BEGIN Excerpted data
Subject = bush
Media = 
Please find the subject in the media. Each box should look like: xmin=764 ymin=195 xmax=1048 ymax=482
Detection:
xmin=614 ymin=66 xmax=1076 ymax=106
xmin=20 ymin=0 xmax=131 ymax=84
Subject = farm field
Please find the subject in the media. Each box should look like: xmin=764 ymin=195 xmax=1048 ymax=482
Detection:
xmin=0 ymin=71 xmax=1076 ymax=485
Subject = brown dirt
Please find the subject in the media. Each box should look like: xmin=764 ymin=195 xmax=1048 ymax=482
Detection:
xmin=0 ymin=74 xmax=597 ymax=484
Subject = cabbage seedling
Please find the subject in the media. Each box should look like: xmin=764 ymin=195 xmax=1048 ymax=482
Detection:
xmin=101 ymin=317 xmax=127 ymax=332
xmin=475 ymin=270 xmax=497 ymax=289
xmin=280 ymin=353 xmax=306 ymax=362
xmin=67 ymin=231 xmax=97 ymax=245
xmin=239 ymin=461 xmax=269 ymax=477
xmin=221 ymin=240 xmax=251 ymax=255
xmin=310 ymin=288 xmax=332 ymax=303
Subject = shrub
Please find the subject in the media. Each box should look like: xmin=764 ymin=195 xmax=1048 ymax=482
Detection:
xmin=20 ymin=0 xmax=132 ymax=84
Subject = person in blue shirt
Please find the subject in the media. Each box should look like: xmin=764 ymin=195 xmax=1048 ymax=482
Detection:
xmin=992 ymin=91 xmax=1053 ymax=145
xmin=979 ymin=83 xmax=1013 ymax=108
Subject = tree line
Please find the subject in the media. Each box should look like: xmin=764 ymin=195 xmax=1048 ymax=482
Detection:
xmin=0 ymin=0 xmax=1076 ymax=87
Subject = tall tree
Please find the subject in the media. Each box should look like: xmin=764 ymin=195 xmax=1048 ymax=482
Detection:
END Excerpted data
▶ Objective
Duplicate the material above line for line, with nothing changed.

▶ Answer to this task
Subject = bush
Media = 
Please find the subject in the media. Each box should look like: xmin=764 ymin=195 xmax=1048 ymax=482
Detection:
xmin=614 ymin=66 xmax=1076 ymax=106
xmin=20 ymin=0 xmax=131 ymax=84
Subject = farm field
Please find the subject in the media. Each box should look like: xmin=764 ymin=195 xmax=1048 ymax=482
Detection:
xmin=0 ymin=71 xmax=1076 ymax=485
Subject = brown dirt
Please find the subject in the media. Each box should look like: xmin=764 ymin=195 xmax=1048 ymax=482
Detection:
xmin=0 ymin=74 xmax=597 ymax=484
Subject = cabbage seedling
Please find the subject in the media. Each box should look like: xmin=764 ymin=195 xmax=1048 ymax=482
Detection:
xmin=101 ymin=317 xmax=127 ymax=332
xmin=475 ymin=270 xmax=497 ymax=289
xmin=280 ymin=353 xmax=306 ymax=362
xmin=67 ymin=231 xmax=97 ymax=245
xmin=239 ymin=461 xmax=269 ymax=477
xmin=221 ymin=240 xmax=251 ymax=255
xmin=310 ymin=288 xmax=332 ymax=303
Subject = shrub
Please find the subject in the media. Each box should look like: xmin=764 ymin=195 xmax=1048 ymax=482
Detection:
xmin=20 ymin=0 xmax=132 ymax=84
Subject = person in blue shirt
Please find the subject in the media. Each box should look like: xmin=764 ymin=195 xmax=1048 ymax=482
Detection:
xmin=992 ymin=91 xmax=1053 ymax=145
xmin=979 ymin=83 xmax=1013 ymax=108
Subject = tree line
Please find the subject in the media. Each box should look like: xmin=764 ymin=195 xmax=1048 ymax=482
Detection:
xmin=0 ymin=0 xmax=1076 ymax=87
Subject = tall tree
Please find the subject in the media. Each box should look like: xmin=764 ymin=195 xmax=1048 ymax=482
Detection:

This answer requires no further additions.